_PROBLEMS TO SOLVE_:
A: According to the bracelet text, what thickness of plywood was laser cut for the backing?
B: Rewrite everything in the bracelet text from "Step 1: Materials" down to "be super precise.", putting "walnut" in place of "olive ash".

_TEXT SHOWN_:
================================

The bracelet has a wood base (plywood, specifically), a veneered outside, a channel for an LED circuit and diffusing resin, and a leather lining/battery cover.
Most of the steps don't take much time, but the drying between steps does. You won't be wearing this the day you start working on it so plan ahead.
By the way - ash trees are absolutely beautiful and in big trouble, at least in the US. Read this over help out some lovely trees!
Step 1: Materials and Equipment
Wood Veneer - make it something special, this is a great chance to use something really exotic. My olive ash piece had a really great pattern. It needs to be just a straight piece of veneer, none of that paper backed stuff they sell at home improvement stores. A 2x12" piece should get the job done.
Wood Base Material - I had 1/8" thick plywood laser cut to build the backing of the bracelet out of. If you do any woodworking you almost certainly have a better selection of tools to work with so you can probably make this with a jigsaw, bandsaw, router or some other clever way. The upside to lasering is that I was able to make parts for another project from the pieces cut out of the bracelet and I was able to be super precise.
LEDs - I used the impossibly tiny surface mount style so that I could keep the channel as narrow as possible. I didn't want a big, bulky bracelet. If you're willing to go with a bigger bracelet you can use much larger/friendlier LEDs. Mouser #630-ASMT-TWBM-NT902
Resistors - One per LED, use a handy calculator to get the right kind. Mouser #299-150-RC
Battery Holder - This needs to hold 2 coin cell batteries. Mouser #122-2820-GR
Coin Cell Batteries - I used CR2016 batteries because they're only 1.6mm thick and took up a small amount of space. Mouser #658-CR2016
Resin - A two part epoxy resin is ideal for this. You can get away with the table top stuff if your channel is thin, but a casting resin is better.
Resin Dye - I used a small amount of white resin dye to help diffuse the light.
Wire, Solder - Use this to connect the LEDs and resistors to the battery case. Lead free is best, but I prefer solder with lead. There are really only two tiny areas that they lead might be accessible, and you'd probably die from ingesting all that resin, wood and varnish before the lead got you. I stripped the insulation off of some stranded copper, solid would have been a lot easier.
Wood Glue - To glue the wood together. Keep it closed and keep the nozzle clean so you don't have to fight dried bits.
Barge Cement - To glue the leather to the wood.
Rubber Cement - To temporarily tack parts together.

================================

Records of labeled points
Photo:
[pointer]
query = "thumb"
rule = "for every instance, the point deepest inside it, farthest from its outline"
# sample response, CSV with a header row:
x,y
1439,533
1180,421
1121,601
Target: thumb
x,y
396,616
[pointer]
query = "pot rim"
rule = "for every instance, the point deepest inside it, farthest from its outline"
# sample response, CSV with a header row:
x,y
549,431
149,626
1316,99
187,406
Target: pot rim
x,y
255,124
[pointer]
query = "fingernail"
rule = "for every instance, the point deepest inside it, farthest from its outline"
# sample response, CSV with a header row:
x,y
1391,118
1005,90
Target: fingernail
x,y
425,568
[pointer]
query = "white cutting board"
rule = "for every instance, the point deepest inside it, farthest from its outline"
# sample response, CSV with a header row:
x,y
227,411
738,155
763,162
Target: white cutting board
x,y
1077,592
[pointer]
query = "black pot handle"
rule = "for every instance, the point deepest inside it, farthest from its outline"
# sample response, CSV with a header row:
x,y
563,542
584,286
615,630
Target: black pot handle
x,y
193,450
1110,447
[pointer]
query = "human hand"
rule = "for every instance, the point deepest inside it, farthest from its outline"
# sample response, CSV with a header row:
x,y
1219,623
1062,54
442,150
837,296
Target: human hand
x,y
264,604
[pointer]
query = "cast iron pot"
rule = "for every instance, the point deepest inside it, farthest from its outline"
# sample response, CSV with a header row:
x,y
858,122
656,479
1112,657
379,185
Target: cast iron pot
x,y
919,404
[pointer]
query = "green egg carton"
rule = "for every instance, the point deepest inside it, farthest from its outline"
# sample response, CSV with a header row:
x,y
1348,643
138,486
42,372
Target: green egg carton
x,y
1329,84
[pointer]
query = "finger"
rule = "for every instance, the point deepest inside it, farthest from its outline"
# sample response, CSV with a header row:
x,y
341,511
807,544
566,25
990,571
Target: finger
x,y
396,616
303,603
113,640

================================

_SOLUTIONS_:
A: The backing was cut from 1/8" thick plywood.

B:
Step 1: Materials and Equipment
Wood Veneer - make it something special, this is a great chance to use something really exotic. My walnut piece had a really great pattern. It needs to be just a straight piece of veneer, none of that paper backed stuff they sell at home improvement stores. A 2x12" piece should get the job done.
Wood Base Material - I had 1/8" thick plywood laser cut to build the backing of the bracelet out of. If you do any woodworking you almost certainly have a better selection of tools to work with so you can probably make this with a jigsaw, bandsaw, router or some other clever way. The upside to lasering is that I was able to make parts for another project from the pieces cut out of the bracelet and I was able to be super precise.